─── TEXTO DE ESTUDIO ───

Si bien las elecciones gallegas y vascas simbolizan un cambio de época para la llamada “nueva política”, los resultados del PSOE son más ambiguos. A priori, la magnitud de la crisis económica y sanitaria de nuestro país podía vaticinar un desgaste electoral del Gobierno de Pedro Sánchez. Tradicionalmente, los trabajos de ciencia política han mostrado que, por lo general, los ciudadanos suelen castigar a los Gobiernos cuando la economía va mal e, incluso, cuando se producen catástrofes naturales u otros eventos ajenos a la responsabilidad del Gobierno.

Sin embargo, las consecuencias políticas de la covid-19 no se ajustan a los patrones que estábamos acostumbrados. La popularidad de los Gobiernos, tanto en España como en la mayoría de los países de nuestro entorno, parece resistir e incluso mejorar, a pesar de la coyuntura tan adversa que vivimos. Por el momento, gobernar en tiempos de crisis sanitaria no parece generar el desgaste que cabía esperar. El esfuerzo de los Gobiernos para realizar ambiciosas políticas compensatorias que amortigüen los costes de la crisis ha permitido que el malestar social no derive en castigo electoral.

A priori, la satisfacción y la autocomplacencia podrían cundir en el PSOE de vivir una coyuntura económica y sanitaria tan adversa. Sin embargo, sorprende que los socialistas no hayan sido capaces de rentabilizar el colapso electoral de su principal rival, Podemos. A pesar de ser un partido ideológicamente colindante, con un potencial electorado compartido, el PSOE ha aumentado algo menos de dos puntos porcentuales en ambas comunidades autónomas. Se trata de un tímido avance que debería llamar la atención a Ferraz.

─── INFORMACIÓN ───

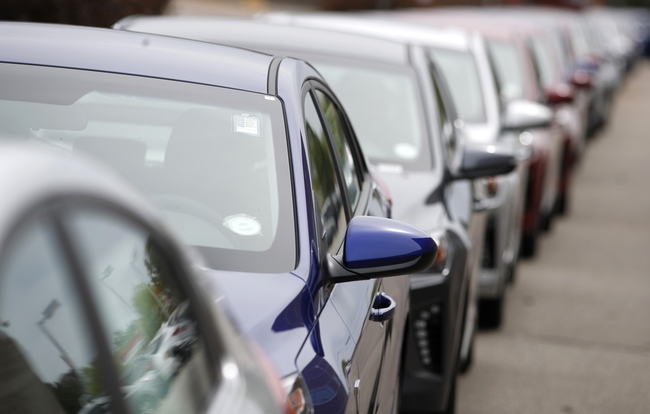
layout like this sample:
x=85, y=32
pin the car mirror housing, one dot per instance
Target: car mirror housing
x=485, y=161
x=380, y=247
x=521, y=114
x=560, y=93
x=581, y=78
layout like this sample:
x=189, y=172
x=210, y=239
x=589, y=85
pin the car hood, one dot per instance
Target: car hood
x=272, y=310
x=410, y=191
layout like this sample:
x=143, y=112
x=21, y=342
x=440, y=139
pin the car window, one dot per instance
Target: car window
x=384, y=107
x=154, y=337
x=542, y=57
x=215, y=160
x=325, y=183
x=47, y=361
x=461, y=73
x=341, y=141
x=446, y=126
x=509, y=67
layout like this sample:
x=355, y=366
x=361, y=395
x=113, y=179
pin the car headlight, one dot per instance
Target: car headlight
x=297, y=396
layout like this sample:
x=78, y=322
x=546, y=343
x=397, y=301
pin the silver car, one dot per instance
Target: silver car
x=88, y=275
x=482, y=119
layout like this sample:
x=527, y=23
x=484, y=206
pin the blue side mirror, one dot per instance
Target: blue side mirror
x=381, y=247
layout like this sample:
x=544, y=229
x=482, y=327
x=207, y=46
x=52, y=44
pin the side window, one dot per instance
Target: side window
x=446, y=123
x=154, y=337
x=327, y=192
x=341, y=143
x=47, y=361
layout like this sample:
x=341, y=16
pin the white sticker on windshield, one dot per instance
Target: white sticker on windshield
x=247, y=124
x=243, y=224
x=406, y=151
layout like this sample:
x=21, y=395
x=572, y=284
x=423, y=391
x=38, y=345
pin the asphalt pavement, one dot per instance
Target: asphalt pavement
x=576, y=337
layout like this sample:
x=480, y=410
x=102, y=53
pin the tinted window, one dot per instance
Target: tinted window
x=385, y=110
x=154, y=337
x=341, y=143
x=327, y=192
x=447, y=132
x=509, y=69
x=47, y=362
x=543, y=58
x=214, y=159
x=460, y=71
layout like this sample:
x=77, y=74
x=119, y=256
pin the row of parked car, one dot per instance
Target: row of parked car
x=316, y=226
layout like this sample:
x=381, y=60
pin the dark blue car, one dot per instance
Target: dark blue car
x=254, y=163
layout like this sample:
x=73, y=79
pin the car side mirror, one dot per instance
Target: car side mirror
x=485, y=161
x=380, y=247
x=581, y=78
x=520, y=115
x=560, y=93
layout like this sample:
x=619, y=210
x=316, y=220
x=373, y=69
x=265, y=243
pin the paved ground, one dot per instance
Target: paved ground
x=576, y=338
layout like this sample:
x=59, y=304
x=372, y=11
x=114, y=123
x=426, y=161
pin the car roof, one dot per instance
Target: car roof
x=378, y=26
x=261, y=33
x=134, y=54
x=47, y=175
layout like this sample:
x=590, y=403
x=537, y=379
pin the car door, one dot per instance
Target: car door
x=355, y=301
x=461, y=196
x=97, y=317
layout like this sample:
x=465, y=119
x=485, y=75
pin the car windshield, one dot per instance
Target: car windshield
x=509, y=68
x=385, y=110
x=460, y=71
x=214, y=159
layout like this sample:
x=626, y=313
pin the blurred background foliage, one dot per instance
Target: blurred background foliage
x=103, y=13
x=99, y=13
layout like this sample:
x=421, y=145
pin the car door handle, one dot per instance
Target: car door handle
x=383, y=308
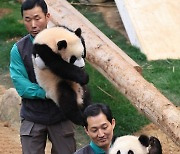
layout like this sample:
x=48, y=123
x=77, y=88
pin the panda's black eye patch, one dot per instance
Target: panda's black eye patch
x=130, y=152
x=73, y=59
x=118, y=152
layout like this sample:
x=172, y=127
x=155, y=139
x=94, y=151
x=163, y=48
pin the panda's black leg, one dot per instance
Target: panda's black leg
x=68, y=103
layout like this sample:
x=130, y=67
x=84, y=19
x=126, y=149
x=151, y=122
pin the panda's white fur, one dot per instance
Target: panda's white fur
x=126, y=143
x=45, y=77
x=130, y=144
x=50, y=37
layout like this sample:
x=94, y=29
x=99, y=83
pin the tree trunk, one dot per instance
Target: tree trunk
x=120, y=70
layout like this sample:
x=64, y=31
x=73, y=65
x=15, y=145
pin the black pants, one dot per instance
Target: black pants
x=34, y=137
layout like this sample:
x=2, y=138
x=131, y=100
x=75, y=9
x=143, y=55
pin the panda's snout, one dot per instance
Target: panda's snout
x=79, y=62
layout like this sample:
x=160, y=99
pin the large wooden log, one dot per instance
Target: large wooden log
x=108, y=59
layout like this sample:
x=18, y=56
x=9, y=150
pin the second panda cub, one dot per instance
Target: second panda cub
x=58, y=58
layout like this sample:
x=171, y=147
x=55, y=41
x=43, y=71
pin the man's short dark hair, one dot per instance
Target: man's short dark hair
x=95, y=109
x=29, y=4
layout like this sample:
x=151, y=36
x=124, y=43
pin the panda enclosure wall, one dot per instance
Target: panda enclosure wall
x=120, y=70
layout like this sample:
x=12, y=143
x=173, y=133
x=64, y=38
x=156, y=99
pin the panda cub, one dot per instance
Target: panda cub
x=130, y=144
x=58, y=60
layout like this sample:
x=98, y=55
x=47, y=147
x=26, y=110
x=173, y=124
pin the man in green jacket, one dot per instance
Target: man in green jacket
x=40, y=117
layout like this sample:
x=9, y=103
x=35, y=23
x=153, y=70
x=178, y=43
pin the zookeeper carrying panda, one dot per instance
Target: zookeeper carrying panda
x=40, y=117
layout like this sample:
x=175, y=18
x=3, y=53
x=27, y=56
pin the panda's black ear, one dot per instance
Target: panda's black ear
x=144, y=140
x=78, y=32
x=113, y=139
x=62, y=44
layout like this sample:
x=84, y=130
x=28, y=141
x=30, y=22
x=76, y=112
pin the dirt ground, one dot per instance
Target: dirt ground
x=9, y=136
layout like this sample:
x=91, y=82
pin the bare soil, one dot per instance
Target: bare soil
x=9, y=136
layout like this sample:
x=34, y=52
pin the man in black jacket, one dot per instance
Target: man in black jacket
x=99, y=126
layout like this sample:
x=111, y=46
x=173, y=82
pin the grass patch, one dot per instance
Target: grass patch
x=163, y=74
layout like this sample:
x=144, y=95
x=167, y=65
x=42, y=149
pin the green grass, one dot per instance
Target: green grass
x=164, y=75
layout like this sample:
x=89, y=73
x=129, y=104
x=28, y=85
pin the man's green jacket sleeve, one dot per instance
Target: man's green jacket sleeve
x=19, y=76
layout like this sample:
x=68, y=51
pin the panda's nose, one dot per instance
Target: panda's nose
x=80, y=63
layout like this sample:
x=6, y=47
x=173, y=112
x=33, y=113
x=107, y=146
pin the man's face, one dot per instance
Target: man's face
x=35, y=20
x=100, y=130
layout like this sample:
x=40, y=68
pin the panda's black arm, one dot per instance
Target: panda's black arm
x=60, y=67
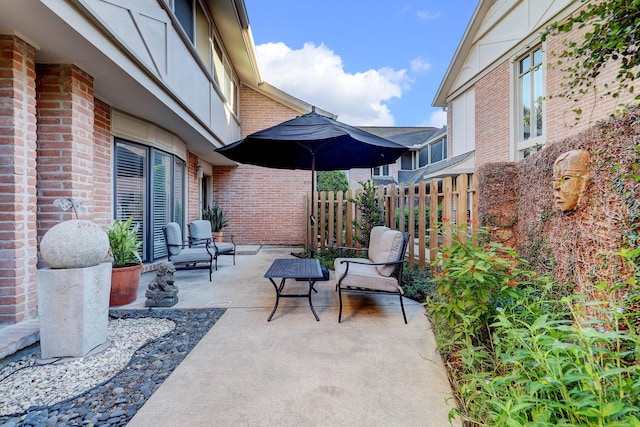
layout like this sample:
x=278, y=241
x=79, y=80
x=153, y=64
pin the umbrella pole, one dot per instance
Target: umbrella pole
x=312, y=219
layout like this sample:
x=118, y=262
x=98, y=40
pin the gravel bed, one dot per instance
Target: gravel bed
x=108, y=388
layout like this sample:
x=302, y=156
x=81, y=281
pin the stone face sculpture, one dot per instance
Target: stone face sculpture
x=570, y=178
x=161, y=290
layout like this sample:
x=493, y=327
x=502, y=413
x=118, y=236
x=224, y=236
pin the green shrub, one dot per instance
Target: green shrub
x=527, y=353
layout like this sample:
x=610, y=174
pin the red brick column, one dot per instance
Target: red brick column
x=102, y=211
x=18, y=248
x=65, y=141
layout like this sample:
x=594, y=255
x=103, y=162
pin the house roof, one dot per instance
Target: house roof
x=407, y=136
x=448, y=167
x=461, y=53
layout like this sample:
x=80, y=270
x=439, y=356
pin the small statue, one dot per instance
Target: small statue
x=161, y=290
x=571, y=177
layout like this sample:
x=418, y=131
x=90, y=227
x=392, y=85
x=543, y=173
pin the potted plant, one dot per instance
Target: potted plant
x=127, y=263
x=217, y=217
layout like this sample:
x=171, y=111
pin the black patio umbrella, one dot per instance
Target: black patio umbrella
x=316, y=143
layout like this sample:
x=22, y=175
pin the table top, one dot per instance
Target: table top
x=299, y=268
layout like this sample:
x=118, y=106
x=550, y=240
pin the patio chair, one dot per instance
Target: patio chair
x=200, y=235
x=182, y=255
x=380, y=273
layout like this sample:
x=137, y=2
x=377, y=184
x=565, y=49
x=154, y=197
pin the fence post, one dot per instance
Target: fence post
x=462, y=216
x=331, y=223
x=434, y=225
x=349, y=220
x=422, y=224
x=412, y=222
x=339, y=218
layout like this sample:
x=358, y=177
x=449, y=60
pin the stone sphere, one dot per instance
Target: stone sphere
x=74, y=244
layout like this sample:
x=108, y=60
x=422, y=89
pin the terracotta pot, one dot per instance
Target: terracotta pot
x=124, y=284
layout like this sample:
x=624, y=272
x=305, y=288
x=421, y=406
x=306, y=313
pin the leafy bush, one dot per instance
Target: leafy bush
x=417, y=284
x=332, y=181
x=528, y=354
x=372, y=213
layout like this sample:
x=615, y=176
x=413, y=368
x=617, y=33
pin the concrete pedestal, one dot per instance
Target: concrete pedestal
x=73, y=308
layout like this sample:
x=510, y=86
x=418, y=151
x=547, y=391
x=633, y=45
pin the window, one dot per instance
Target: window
x=406, y=161
x=150, y=186
x=184, y=12
x=381, y=171
x=196, y=22
x=531, y=109
x=433, y=153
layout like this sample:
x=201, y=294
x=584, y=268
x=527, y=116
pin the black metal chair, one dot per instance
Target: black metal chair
x=200, y=235
x=182, y=255
x=381, y=273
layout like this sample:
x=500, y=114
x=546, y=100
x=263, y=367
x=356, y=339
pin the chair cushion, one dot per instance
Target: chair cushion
x=174, y=238
x=222, y=247
x=199, y=232
x=192, y=255
x=374, y=240
x=364, y=276
x=388, y=251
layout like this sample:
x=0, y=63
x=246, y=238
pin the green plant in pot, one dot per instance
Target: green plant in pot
x=216, y=216
x=127, y=263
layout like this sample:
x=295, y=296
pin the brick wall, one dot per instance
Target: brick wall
x=492, y=110
x=193, y=188
x=18, y=300
x=561, y=119
x=65, y=140
x=102, y=212
x=264, y=206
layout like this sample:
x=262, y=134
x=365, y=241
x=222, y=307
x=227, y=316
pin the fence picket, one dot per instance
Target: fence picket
x=440, y=206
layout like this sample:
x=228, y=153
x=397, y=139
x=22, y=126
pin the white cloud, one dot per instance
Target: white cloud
x=427, y=15
x=315, y=74
x=419, y=65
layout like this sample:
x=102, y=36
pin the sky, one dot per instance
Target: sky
x=371, y=62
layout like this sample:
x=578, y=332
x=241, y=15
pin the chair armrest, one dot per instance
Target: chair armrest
x=350, y=261
x=224, y=236
x=342, y=249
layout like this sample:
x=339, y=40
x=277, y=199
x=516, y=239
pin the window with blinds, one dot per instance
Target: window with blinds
x=130, y=179
x=149, y=185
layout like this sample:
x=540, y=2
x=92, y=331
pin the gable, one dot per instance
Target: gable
x=497, y=30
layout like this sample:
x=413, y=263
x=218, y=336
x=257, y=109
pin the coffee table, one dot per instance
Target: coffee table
x=294, y=268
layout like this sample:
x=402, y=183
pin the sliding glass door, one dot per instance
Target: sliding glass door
x=149, y=184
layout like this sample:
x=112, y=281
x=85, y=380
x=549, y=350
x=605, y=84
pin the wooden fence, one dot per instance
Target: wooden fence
x=438, y=208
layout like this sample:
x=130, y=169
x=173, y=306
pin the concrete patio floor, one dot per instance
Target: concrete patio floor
x=370, y=370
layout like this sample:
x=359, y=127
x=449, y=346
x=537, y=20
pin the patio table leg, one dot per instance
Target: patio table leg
x=279, y=294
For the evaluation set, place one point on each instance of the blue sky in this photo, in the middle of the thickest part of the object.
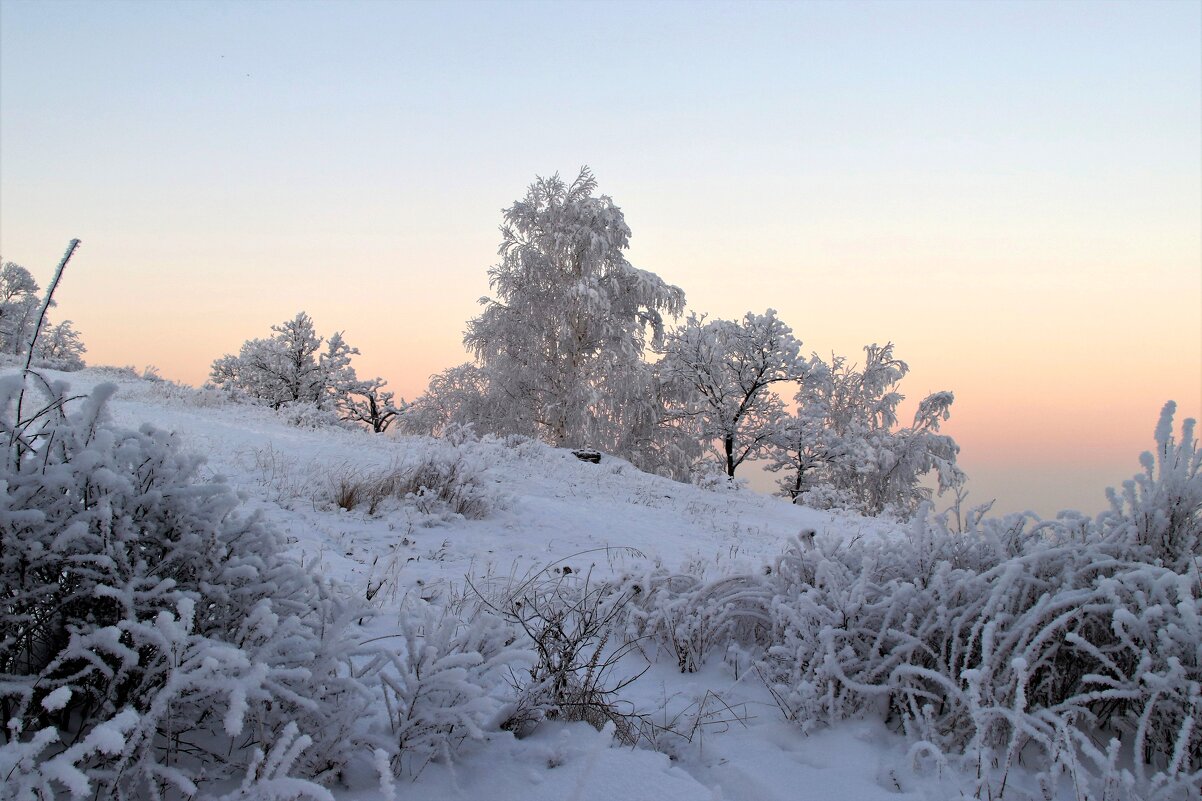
(1011, 191)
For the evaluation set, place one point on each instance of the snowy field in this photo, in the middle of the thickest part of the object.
(537, 512)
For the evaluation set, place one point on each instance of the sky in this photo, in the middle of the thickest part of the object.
(1009, 191)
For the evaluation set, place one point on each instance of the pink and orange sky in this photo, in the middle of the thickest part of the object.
(1010, 191)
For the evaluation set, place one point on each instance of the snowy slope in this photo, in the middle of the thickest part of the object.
(547, 509)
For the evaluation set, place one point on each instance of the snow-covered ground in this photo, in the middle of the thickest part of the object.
(546, 509)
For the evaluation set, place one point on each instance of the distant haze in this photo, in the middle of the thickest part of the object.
(1010, 191)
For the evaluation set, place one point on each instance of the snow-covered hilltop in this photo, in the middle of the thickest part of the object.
(391, 617)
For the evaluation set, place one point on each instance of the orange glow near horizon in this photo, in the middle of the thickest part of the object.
(1011, 193)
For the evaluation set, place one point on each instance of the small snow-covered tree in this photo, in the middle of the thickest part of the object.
(843, 446)
(368, 403)
(458, 396)
(560, 346)
(721, 374)
(18, 307)
(279, 369)
(292, 367)
(59, 346)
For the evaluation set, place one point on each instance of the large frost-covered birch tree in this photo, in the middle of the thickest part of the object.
(720, 374)
(561, 343)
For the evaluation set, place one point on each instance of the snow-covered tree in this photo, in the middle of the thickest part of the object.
(18, 307)
(292, 367)
(721, 374)
(368, 403)
(458, 396)
(561, 345)
(59, 346)
(843, 446)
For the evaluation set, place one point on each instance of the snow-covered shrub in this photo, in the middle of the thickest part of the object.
(1160, 509)
(989, 653)
(309, 415)
(131, 588)
(439, 484)
(692, 616)
(445, 683)
(573, 626)
(1007, 638)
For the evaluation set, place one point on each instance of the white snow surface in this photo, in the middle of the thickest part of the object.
(548, 508)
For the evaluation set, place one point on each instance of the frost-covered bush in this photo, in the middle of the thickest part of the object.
(1160, 509)
(1006, 639)
(444, 684)
(439, 482)
(691, 616)
(149, 634)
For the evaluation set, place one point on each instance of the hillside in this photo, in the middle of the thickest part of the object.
(517, 512)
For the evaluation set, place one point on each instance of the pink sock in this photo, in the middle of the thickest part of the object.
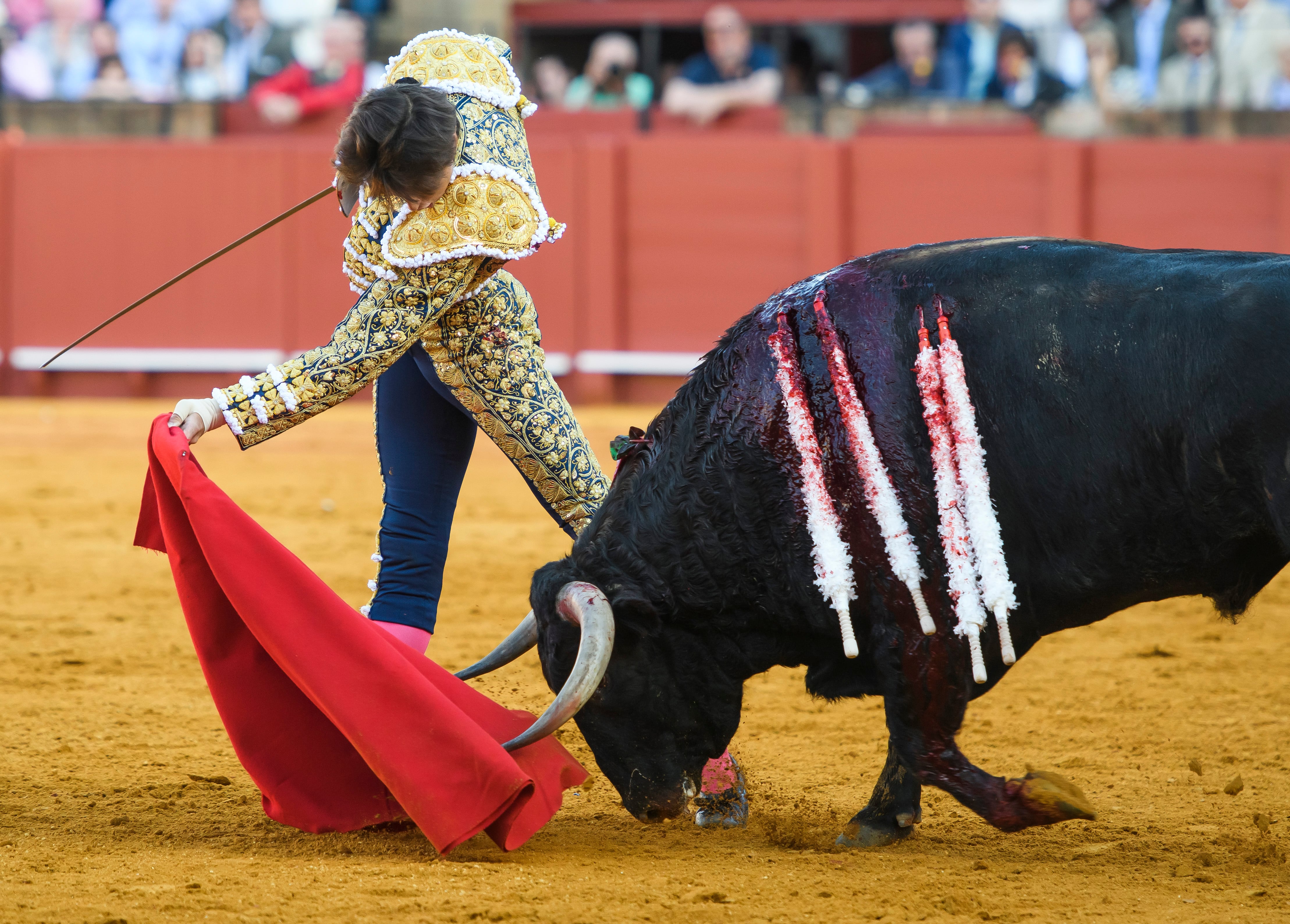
(719, 775)
(412, 637)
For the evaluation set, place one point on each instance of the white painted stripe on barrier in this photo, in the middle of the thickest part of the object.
(559, 363)
(637, 362)
(145, 359)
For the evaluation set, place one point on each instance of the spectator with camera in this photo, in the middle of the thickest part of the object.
(611, 79)
(255, 48)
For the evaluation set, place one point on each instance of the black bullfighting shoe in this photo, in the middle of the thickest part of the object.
(727, 807)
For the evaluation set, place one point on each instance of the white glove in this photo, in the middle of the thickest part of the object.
(198, 416)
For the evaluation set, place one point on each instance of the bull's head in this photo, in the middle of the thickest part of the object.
(651, 704)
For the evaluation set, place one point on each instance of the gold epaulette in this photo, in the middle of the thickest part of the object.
(492, 207)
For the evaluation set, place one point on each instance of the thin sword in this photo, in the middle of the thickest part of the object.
(193, 269)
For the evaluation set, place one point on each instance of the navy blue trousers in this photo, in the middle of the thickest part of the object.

───

[EXPLORA EL MATERIAL]
(A) Según el texto sobre las elecciones gallegas y vascas, ¿cuánto ha aumentado el PSOE en ambas comunidades autónomas?
(B) Copia el fragmento del texto sobre las elecciones gallegas y vascas que empieza en "Sin embargo, las" y termina con "en castigo electoral.", pero cambia "covid-19" por "pandemia".
(C) Sigue escribiendo el texto sobre las elecciones gallegas y vascas a partir de su última frase.

[SOLUCIONES DEL EJERCICIO]
(A) Algo menos de dos puntos porcentuales.

(B)
Sin embargo, las consecuencias políticas de la pandemia no se ajustan a los patrones que estábamos acostumbrados. La popularidad de los Gobiernos, tanto en España como en la mayoría de los países de nuestro entorno, parece resistir e incluso mejorar, a pesar de la coyuntura tan adversa que vivimos. Por el momento, gobernar en tiempos de crisis sanitaria no parece generar el desgaste que cabía esperar. El esfuerzo de los Gobiernos para realizar ambiciosas políticas compensatorias que amortigüen los costes de la crisis ha permitido que el malestar social no derive en castigo electoral.

(C)
Además, aunque por ahora la crisis económica y sanitaria no esté pasando factura al Gobierno, deberíamos ser cautos sobre qué ocurrirá en el futuro. Si Pedro Sánchez no logra mantener el ritmo e intensidad de las políticas compensatorias, puede que el dique de contención que evita que el malestar social arrolle al Gobierno se rompa. En este sentido, la popularidad del Gobierno de Sánchez dependerá en gran parte tanto de la virulencia de los rebrotes como de la naturaleza del fondo de reconstrucción de la UE.

Si bien la situación del PSOE está en gran parte vinculada a cómo evolucione la crisis de la covid-19, la crisis de Unidas Podemos y su entorno es más estructural. Puede que Unidas Podemos se encuentre en un momento institucional particularmente dulce tras sentarse en el Consejo de Ministros, pero las elecciones del pasado domingo dejan sensaciones de fin de ciclo político.

Lluís Orriols es profesor de Ciencia Política de la Universidad Carlos III de Madrid.